---------- Data extracts ----------
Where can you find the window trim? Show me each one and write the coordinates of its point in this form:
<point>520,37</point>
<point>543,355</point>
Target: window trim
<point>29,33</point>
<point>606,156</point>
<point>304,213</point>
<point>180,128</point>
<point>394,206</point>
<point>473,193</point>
----------
**Description of the task**
Write out all the entries exactly.

**Your response**
Where can you find the window trim? Show me each one and write the coordinates of its point in this form:
<point>520,37</point>
<point>543,355</point>
Target: window trim
<point>29,33</point>
<point>606,156</point>
<point>304,213</point>
<point>180,128</point>
<point>394,206</point>
<point>473,193</point>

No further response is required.